O QUE FAZER
Reproduza sem alterações o trecho do texto sobre o Vaticano e as vacinas que começa nas palavras que contêm "O sofisma na" e termina em "há esses pruridos.".

TEXTO FORNECIDO
┄┄┄┄┄┄┄┄┄┄┄┄┄┄┄┄┄┄┄┄
Achei especialmente divertido o capítulo devotado ao «uso de “material biológico” humano de origem ilícita» pela tortuosidade a que se obrigaram os seus redactores. Embora a produção desse material ilícito seja «sempre uma desordem moral grave», os laboratórios que o utilizem na produção de vacinas -quando este «foi produzido fora do seu centro de investigação ou que se encontra no comércio» -, devem apenas evitar «o perigo de escândalo», isto é, que se saiba que estão a trabalhar com os tais materiais.

Tudo isto porque no caso de vacinas preparadas a partir de fetos abortados, o Vaticano produziu há anos um documento que permite a vacinação «imoral» de crianças católicas embora exorte os católicos a lutarem contra as companhias que produzem imoralmente tais vacinas, especialmente a vacina contra a rubéola para que não há alternativas «morais».

O sofisma na base da decisão consiste em considerações de extrema ratio, isto é, a obrigação moral de evitar colaboração material passiva com um «crime»(ser vacinado com uma vacina ilícita) não é obrigatória se existir um inconveniente grave, nomeadamente quando existe «coerção moral da consciência dos pais que são forçados a agir contra a sua consciência ou então pôr em risco a saúde dos seus filhos e de toda a população. Esta é uma escolha alternativa injusta, que deve ser eliminada tão cedo quanto possível».

Mas se os desenvolvimentos científicos tornaram impossíveis de aceitar pelos crentes posições como a do Papa Leão XII que, durante uma epidemia de varíola em 1829, decretou que «aquele que permitir ser vacinado deixa de ser um filho de Deus», em relação aos cientistas não há esses pruridos.

Assim, de acordo com o Vaticano, os cientistas têm «o dever de recusar o referido “material biológico” – mesmo na ausência de uma certa relação próxima dos investigadores com as acções dos técnicos da procriação artificial ou com a dos que praticaram o aborto, e na ausência de um prévio acordo com os centros de procriação artificial – resulta do dever de, no exercício da própria actividade de investigação, se distanciar de um quadro legislativo gravemente injusto e de afirmar com clareza o valor da vida humana

Repetindo o que já disse n’«As Bananas da Discórdia», estas proibições absurdas, o obscurantismo e imiscuição indevida na ciência são o que tornam o discurso dos teólogos cada vez mais irrelevante. Infelizmente, há umas quantas pessoas que levam a sério estes dislates e os tentam transpor para a letra da lei dos respectivos países, como aconteceu em Itália durante o referendo de 2005 sobre fertilização medicamente assistida.
┄┄┄┄┄┄┄┄┄┄┄┄┄┄┄┄┄┄┄┄
DADOS FORNECIDOS
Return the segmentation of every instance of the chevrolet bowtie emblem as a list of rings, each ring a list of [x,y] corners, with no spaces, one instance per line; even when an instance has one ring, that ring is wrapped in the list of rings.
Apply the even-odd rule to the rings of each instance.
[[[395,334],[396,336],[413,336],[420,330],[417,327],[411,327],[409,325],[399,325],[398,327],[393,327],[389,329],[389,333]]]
┄┄┄┄┄┄┄┄┄┄┄┄┄┄┄┄┄┄┄┄
RESPOSTA
O sofisma na base da decisão consiste em considerações de extrema ratio, isto é, a obrigação moral de evitar colaboração material passiva com um «crime»(ser vacinado com uma vacina ilícita) não é obrigatória se existir um inconveniente grave, nomeadamente quando existe «coerção moral da consciência dos pais que são forçados a agir contra a sua consciência ou então pôr em risco a saúde dos seus filhos e de toda a população. Esta é uma escolha alternativa injusta, que deve ser eliminada tão cedo quanto possível».

Mas se os desenvolvimentos científicos tornaram impossíveis de aceitar pelos crentes posições como a do Papa Leão XII que, durante uma epidemia de varíola em 1829, decretou que «aquele que permitir ser vacinado deixa de ser um filho de Deus», em relação aos cientistas não há esses pruridos.